* START *
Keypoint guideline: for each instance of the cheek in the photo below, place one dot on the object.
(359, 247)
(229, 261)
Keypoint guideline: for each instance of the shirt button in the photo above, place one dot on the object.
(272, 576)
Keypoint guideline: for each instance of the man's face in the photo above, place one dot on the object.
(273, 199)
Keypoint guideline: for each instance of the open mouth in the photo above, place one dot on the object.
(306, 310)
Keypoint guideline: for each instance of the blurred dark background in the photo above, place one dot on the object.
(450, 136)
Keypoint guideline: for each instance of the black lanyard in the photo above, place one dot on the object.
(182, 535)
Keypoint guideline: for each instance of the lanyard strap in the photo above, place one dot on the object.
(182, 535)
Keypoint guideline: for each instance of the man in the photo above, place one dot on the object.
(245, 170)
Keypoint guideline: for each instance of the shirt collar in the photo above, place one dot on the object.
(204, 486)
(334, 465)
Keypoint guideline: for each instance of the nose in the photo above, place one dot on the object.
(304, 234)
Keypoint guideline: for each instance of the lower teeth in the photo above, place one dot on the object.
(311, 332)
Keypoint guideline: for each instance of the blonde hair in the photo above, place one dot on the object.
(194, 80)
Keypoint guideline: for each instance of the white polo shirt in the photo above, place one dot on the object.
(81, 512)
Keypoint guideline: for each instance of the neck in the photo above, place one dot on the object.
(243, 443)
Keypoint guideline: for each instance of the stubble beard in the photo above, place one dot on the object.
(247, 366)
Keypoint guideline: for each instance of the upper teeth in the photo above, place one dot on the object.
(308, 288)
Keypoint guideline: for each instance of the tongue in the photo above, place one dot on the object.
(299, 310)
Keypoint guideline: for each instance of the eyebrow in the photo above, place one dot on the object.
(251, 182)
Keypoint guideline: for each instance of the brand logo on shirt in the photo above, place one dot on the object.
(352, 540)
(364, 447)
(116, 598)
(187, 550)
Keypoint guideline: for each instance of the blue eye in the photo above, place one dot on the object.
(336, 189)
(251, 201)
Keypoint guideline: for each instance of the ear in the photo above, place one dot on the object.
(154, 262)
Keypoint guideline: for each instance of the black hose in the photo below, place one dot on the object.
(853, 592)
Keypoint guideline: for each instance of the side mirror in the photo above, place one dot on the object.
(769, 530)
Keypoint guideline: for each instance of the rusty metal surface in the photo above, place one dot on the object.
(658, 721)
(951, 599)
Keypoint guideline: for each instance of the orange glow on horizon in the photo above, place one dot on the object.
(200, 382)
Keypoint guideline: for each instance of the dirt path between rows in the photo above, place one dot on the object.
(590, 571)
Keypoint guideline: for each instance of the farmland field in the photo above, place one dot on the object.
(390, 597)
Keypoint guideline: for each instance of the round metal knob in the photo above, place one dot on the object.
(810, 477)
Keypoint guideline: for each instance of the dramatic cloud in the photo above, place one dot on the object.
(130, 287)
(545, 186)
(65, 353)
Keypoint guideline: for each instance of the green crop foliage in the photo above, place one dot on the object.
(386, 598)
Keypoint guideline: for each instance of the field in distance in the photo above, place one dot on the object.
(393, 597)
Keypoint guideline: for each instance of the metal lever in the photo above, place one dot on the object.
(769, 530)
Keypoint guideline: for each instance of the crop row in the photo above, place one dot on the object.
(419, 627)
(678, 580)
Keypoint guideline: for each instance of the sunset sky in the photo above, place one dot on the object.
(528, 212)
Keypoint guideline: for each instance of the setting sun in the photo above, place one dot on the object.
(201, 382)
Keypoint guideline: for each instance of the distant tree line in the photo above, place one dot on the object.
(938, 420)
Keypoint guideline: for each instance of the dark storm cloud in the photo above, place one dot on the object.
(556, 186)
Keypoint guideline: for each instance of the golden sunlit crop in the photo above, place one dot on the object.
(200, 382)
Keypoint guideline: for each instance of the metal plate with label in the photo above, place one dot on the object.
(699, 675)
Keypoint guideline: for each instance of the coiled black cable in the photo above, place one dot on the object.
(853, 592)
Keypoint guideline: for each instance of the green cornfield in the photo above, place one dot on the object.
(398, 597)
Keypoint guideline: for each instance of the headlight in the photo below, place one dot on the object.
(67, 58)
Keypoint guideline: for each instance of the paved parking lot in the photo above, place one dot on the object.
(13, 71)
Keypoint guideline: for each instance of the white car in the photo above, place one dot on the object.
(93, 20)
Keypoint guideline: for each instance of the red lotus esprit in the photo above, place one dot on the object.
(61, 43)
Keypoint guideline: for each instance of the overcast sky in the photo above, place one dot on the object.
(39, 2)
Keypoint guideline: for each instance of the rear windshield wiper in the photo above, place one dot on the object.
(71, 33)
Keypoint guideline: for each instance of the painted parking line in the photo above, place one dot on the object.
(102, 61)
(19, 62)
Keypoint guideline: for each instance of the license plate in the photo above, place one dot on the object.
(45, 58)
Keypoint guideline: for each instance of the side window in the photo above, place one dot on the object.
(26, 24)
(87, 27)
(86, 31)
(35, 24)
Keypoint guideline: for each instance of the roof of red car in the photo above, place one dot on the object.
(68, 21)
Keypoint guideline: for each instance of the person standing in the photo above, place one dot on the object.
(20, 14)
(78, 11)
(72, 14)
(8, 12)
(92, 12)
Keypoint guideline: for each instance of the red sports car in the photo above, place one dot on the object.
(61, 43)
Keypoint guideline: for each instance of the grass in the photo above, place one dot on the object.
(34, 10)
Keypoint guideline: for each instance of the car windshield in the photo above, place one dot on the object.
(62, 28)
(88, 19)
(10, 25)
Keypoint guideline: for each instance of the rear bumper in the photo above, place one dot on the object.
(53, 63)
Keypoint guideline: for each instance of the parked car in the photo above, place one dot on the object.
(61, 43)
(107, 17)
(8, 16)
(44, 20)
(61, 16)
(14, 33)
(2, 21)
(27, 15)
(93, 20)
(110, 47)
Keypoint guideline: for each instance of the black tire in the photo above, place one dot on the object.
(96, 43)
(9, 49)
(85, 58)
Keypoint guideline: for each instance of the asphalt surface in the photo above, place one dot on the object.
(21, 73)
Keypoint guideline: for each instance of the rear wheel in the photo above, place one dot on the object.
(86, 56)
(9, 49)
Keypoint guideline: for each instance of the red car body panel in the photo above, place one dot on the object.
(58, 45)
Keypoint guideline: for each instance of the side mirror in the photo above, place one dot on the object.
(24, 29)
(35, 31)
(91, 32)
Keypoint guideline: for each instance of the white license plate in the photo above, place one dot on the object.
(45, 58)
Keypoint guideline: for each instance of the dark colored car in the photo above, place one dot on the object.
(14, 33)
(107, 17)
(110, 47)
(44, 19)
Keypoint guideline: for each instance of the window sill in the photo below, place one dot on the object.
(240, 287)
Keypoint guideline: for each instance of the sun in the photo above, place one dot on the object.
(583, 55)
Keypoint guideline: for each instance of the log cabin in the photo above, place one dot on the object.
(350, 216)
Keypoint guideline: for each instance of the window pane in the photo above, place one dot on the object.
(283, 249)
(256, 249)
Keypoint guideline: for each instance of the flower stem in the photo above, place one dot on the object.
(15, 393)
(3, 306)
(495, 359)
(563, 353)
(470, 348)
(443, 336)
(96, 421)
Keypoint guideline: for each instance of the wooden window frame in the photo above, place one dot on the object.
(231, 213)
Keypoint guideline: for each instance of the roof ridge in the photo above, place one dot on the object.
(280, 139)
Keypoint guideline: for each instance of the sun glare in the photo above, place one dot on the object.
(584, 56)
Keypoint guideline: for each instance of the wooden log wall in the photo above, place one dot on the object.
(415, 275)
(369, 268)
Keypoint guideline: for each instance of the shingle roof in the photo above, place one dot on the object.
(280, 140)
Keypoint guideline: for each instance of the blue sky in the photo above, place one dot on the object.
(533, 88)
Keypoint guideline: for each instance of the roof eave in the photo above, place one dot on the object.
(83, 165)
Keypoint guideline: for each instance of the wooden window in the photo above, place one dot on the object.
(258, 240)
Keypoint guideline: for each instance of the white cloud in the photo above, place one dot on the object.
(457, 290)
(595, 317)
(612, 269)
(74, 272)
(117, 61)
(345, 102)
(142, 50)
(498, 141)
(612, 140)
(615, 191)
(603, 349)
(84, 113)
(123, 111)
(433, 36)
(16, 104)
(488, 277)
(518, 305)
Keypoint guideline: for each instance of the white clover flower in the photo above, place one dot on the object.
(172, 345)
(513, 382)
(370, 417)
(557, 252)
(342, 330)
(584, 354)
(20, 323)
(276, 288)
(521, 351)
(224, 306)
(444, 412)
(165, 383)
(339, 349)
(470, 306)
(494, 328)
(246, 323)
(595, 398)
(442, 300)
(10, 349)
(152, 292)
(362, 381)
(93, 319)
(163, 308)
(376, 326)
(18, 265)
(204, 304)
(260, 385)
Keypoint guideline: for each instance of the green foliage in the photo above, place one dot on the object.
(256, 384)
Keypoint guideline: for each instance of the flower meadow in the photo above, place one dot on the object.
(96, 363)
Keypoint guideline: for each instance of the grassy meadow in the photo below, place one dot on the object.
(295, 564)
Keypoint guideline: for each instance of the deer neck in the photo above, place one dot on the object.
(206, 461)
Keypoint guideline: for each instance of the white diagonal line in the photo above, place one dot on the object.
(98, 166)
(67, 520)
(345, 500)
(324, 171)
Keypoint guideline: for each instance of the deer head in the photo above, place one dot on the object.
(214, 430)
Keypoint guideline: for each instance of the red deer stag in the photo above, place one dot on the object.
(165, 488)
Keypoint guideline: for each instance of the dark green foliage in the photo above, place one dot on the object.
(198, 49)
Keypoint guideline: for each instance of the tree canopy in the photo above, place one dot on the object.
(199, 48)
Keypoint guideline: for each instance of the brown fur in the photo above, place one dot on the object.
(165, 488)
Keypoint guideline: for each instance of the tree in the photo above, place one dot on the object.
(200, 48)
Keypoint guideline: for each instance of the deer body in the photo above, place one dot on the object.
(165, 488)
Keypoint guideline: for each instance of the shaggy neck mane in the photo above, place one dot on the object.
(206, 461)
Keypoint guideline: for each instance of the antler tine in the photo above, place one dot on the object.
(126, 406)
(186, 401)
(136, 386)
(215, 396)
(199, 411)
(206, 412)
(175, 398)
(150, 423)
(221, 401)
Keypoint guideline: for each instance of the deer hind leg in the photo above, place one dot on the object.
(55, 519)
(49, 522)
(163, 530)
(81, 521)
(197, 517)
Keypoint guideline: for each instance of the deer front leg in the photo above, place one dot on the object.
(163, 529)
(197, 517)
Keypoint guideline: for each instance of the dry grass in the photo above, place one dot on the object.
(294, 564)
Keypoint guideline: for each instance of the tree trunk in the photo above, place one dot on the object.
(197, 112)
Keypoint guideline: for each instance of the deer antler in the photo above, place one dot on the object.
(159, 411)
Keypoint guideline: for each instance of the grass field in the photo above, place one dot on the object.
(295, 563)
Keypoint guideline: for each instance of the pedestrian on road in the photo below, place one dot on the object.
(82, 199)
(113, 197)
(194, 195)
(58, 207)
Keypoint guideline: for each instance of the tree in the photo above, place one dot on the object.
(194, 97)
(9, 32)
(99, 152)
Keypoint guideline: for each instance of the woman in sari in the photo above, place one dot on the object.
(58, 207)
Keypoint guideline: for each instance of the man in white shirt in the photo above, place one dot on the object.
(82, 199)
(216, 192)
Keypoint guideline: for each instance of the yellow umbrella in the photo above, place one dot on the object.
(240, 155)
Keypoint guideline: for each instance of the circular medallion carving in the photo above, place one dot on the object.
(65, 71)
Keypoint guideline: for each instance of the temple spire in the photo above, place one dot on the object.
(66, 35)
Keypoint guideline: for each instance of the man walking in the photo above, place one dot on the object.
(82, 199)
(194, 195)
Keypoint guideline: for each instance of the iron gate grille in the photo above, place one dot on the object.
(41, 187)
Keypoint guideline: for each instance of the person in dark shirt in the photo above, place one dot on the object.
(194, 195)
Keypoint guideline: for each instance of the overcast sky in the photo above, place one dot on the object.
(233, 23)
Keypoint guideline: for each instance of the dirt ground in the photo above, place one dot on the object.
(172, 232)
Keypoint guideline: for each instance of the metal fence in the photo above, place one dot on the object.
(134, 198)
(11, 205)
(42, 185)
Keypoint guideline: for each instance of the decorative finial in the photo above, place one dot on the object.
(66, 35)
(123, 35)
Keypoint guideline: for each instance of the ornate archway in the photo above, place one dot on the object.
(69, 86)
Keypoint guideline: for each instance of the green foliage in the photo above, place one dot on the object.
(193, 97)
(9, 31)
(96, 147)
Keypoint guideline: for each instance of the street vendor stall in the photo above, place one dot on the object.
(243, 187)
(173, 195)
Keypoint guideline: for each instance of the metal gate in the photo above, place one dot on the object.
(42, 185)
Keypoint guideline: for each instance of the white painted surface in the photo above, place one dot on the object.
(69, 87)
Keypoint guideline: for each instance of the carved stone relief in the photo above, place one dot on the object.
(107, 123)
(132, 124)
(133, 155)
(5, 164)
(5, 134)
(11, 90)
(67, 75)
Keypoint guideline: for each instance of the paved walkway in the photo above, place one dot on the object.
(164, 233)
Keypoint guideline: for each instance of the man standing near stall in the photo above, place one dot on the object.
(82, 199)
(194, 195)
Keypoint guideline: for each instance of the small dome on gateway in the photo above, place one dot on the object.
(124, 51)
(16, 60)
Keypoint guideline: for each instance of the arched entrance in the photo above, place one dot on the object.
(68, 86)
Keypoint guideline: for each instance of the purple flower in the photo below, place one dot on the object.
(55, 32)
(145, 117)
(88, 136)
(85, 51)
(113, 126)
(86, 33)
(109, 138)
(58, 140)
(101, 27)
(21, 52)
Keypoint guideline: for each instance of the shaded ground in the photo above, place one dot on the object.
* END *
Copy only this span: the line that contains "Keypoint guideline: for each instance of the man standing", the last line, and every line between them.

Keypoint guideline: for each instance of the man standing near stall in the photo above, place one dot on the object.
(82, 199)
(194, 195)
Keypoint guideline: for each instance of the small dome on gateway in the photo above, place one dot on the object.
(124, 51)
(16, 60)
Keypoint guideline: for each instance of the arched entrance in the photo above, place one dot on the object.
(68, 86)
Keypoint guideline: for each instance of the purple flower in the photo below, place one dot on the object.
(55, 32)
(145, 117)
(88, 136)
(85, 51)
(113, 126)
(86, 33)
(109, 138)
(58, 140)
(101, 27)
(21, 52)
Keypoint guideline: for each instance of the shaded ground in the photo above, place one dot on the object.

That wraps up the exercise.